Director Gareth Edwards (2014’s Godzilla) makes clever use of an already existing Star Wars story line, providing a long overdue explanation for the “death hole” in the Death Star narrative. The story ties directly into Episode IV and teases its connections to the sequels.
The story’s progression, however, is extremely slow and sometimes even hard to watch. Eventually, the story gets back on its feet and somewhat gains traction on the roller coaster that is Rogue One. Without spoiling anything, the ending is fantastic. It aligns with the other Star War’s movies in action and special effects; it also perfectly demonstrates the price of war in a “We lost the battle, but won the war” fashion.
Although Edwards succeeds in inserting the story into the existing Star Wars storyline, he fails in small-scale character development. The main character, Jyn, has an excellent, well-developed back story, but actress Felicity Jones seems to rely on this to provide emotion for her character rather than subtly demonstrating her emotion; her effort seems more devoted to her action sequences.The dialogue doesn’t provide her a chance to showcase the extremely rich potential that could’ve been her character. Jones has an amazing presence on camera, but her character is a hollow shell: an archetypal great warrior with no known emotions or motivations.
One thing that always makes or breaks a movie is the soundtrack. Star Wars-veteran and award-winning composer John Williams always comes through, whether it’s in a Star Wars film or another movie classic, but with Rogue One he fails to provide the movie with heavily-needed musical emotional atmosphere. The score doesn’t feel like anything new: instead, it’s a lazy remake of the originals and doesn’t flow with the atmosphere of this film.

++++++++++

*What to work on*:
a – Extract the passage of the Rogue One review from "Although Edwards succeeds" up to and including "emotions or motivations.", copying it word for word.
b – In one to three sentences, explain why the Rogue One review says the film's score falls short.
c – Proceed with the Rogue One review from the point where it stops, keeping its voice and style.

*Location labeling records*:
++++++++++

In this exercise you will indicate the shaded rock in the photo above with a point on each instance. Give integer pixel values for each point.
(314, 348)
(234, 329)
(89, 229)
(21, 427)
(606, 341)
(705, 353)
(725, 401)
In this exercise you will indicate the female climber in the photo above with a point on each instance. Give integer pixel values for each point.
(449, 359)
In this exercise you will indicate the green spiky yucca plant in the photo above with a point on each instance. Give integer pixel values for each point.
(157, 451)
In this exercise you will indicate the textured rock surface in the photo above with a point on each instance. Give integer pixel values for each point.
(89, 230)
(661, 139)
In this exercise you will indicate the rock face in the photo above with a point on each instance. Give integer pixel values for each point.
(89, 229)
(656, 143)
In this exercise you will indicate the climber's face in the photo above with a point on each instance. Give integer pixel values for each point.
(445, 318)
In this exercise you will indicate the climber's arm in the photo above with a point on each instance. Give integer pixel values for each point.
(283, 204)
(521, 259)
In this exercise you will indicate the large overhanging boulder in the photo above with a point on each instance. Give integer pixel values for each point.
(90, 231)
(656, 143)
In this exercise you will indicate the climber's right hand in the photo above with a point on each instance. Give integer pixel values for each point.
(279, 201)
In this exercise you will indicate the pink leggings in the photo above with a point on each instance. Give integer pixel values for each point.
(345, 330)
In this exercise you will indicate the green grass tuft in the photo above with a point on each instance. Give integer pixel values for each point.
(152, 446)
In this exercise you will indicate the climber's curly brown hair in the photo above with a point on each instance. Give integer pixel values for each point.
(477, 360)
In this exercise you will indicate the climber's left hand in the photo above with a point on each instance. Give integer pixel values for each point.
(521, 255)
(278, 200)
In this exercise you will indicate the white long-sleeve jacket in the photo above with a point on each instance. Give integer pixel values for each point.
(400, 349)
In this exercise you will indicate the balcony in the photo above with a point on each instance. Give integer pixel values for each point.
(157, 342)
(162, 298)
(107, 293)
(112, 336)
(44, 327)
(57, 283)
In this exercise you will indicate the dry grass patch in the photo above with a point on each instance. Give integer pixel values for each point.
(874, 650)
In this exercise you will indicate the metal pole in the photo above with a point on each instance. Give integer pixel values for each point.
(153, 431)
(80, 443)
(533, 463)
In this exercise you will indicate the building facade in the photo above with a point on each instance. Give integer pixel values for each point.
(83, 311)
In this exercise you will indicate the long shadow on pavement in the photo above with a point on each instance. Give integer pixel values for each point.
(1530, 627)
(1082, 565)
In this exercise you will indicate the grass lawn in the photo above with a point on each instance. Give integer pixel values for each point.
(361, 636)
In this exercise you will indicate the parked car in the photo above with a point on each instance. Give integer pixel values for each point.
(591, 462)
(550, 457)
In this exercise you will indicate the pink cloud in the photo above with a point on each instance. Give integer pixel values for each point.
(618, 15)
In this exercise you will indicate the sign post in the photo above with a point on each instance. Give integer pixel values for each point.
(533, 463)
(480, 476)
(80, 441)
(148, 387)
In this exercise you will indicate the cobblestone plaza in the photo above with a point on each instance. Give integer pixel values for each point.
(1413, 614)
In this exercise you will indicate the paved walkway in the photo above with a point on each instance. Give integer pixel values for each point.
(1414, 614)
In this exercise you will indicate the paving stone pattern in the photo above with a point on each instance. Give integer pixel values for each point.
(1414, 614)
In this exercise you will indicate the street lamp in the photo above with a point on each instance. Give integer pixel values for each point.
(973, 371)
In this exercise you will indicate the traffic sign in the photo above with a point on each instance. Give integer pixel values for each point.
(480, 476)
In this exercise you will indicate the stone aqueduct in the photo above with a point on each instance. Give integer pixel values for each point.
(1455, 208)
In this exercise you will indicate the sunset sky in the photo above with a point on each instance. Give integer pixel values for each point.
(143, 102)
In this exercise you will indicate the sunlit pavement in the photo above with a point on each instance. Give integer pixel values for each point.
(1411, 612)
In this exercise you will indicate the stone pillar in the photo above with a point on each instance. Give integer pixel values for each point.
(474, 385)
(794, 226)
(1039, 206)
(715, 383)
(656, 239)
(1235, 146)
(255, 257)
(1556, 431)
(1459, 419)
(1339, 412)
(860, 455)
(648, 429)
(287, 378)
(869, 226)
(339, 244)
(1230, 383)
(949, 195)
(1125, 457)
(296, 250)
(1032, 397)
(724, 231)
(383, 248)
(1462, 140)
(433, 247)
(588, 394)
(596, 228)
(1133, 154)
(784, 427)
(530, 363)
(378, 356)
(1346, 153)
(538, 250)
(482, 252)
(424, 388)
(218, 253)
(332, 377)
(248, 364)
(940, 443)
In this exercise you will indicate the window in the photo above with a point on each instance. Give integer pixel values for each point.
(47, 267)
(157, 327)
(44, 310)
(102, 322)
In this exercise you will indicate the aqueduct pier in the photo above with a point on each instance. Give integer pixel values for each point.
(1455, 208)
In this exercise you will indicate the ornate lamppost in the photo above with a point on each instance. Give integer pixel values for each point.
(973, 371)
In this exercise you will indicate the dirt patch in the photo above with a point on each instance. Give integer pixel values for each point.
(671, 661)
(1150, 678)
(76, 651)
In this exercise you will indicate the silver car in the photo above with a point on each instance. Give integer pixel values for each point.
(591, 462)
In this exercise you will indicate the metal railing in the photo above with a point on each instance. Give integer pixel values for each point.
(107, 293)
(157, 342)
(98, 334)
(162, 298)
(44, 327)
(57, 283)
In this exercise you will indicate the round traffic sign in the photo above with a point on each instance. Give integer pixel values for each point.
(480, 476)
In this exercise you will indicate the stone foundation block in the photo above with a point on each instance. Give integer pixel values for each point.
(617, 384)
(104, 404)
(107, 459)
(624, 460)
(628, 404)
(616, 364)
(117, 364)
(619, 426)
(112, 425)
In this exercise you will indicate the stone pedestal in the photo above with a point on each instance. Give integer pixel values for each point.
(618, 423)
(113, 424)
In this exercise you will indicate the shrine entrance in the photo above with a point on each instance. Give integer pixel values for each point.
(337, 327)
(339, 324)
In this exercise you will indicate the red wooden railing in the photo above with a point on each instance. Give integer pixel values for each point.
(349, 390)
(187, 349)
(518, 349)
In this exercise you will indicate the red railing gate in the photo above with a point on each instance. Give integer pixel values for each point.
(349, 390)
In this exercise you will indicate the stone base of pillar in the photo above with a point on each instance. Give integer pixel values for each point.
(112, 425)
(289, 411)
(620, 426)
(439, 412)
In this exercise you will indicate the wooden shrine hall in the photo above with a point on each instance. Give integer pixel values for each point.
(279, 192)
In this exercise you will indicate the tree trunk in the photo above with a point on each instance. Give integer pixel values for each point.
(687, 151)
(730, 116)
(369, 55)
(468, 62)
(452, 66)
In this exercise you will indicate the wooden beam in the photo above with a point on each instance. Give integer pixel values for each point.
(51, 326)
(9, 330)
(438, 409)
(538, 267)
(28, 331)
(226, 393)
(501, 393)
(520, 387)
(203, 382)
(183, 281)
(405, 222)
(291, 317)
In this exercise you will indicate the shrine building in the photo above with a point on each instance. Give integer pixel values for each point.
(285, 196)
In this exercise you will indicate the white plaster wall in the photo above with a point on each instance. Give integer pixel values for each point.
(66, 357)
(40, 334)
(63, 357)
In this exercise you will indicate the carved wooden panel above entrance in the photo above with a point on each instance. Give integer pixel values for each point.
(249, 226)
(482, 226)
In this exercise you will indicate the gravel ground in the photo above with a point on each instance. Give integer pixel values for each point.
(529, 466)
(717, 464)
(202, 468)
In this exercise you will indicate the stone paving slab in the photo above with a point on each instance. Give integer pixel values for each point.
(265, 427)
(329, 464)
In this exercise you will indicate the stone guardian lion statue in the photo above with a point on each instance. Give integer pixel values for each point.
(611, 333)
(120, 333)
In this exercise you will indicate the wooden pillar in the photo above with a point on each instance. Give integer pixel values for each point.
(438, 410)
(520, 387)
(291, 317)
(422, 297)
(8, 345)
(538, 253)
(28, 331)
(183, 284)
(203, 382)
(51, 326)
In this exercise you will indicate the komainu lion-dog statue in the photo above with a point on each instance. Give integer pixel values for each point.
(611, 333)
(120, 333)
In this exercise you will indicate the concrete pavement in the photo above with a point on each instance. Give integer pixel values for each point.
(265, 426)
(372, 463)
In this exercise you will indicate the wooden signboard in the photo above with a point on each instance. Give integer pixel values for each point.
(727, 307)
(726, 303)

++++++++++

*Results of the tasks*:
a –
Although Edwards succeeds in inserting the story into the existing Star Wars storyline, he fails in small-scale character development. The main character, Jyn, has an excellent, well-developed back story, but actress Felicity Jones seems to rely on this to provide emotion for her character rather than subtly demonstrating her emotion; her effort seems more devoted to her action sequences.The dialogue doesn’t provide her a chance to showcase the extremely rich potential that could’ve been her character. Jones has an amazing presence on camera, but her character is a hollow shell: an archetypal great warrior with no known emotions or motivations.

b – The review says the score fails to give the movie the musical emotional atmosphere it badly needs. It doesn't feel like anything new. Instead, it is a lazy remake of the originals and doesn't flow with the atmosphere of this film.

c –
Admittedly, Rogue One contains extremely creative and simplistically beautiful cinemaphotography. The CGI space battles looked real from the photon blasts to the looming presence of the deadly star destroyers. They redeem the movie, shifting it from OK to good, establishing an ominous atmosphere. The scale of the Death Stars makes the spaceships that were once as big as a planet look almost meaningless in the vast abyss of the dark void of space.

Just like last year’s Episode VII, Rogue One uses real and CGI sets. Realistic sets tie directly and authentically to the universe. Spaceships show dings and dents, and bases look rustic, much like the supplies of upstart resistance group should. The CGI, when used in long-distance shots, tie directly into real sets.
However, with CGI, the directors need to know when to draw the line, and with this movie, they don’t. Character close-ups are reminiscent of the CGI of the dreadful prequels. A cameo of a CGI Princess Leia seems gimmicky, and the CGI Grand Moff Tarkin is disturbing—surely another character could have been created to fill his narrative role. Although the scenery CGI is good, the character CGI is uncanny, located in the valley of where we know it looks good, but there is something off that makes it seems weird and nauseating.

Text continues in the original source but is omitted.